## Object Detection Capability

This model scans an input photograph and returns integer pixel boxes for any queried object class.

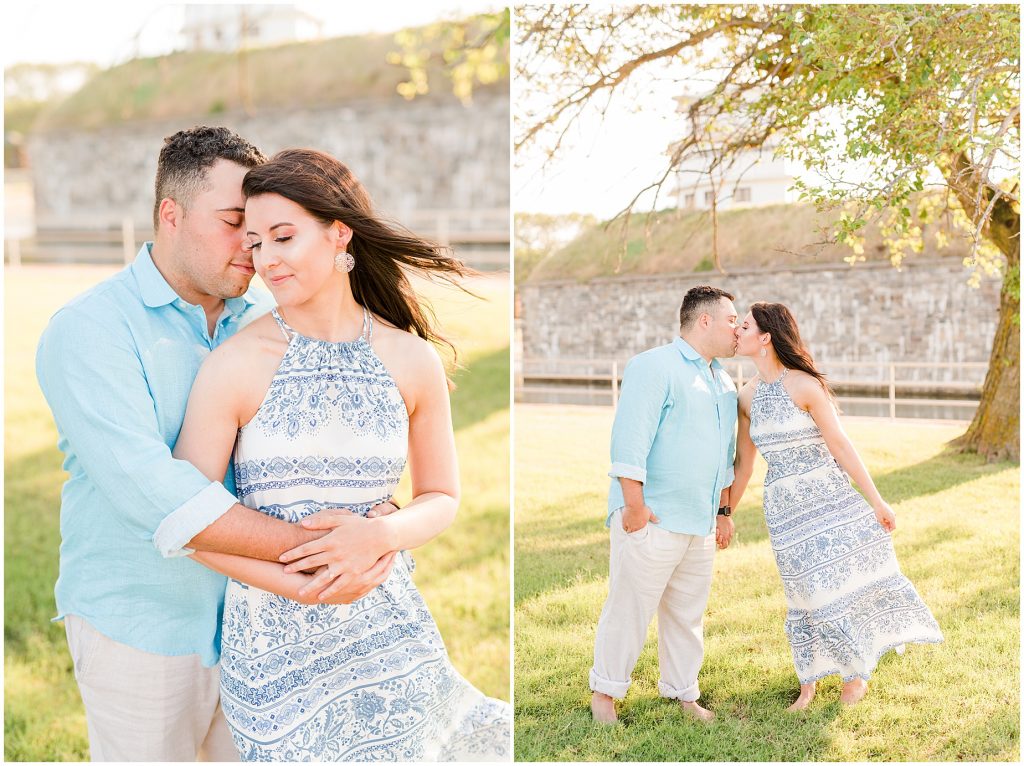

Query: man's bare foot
[839,678,867,705]
[679,699,715,721]
[786,683,814,713]
[590,691,618,723]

• [Short task] Arrange every line of the entries above as a numbered list. Skip the blank lines and leave out the pictures.

• [Reply]
1. ## Object Detection Capability
2. This model scans an input photograph and returns integer pixel boxes for any queried object class.
3. Query: man's bare foot
4. [839,678,867,705]
5. [679,699,715,721]
6. [786,683,814,713]
7. [590,691,618,723]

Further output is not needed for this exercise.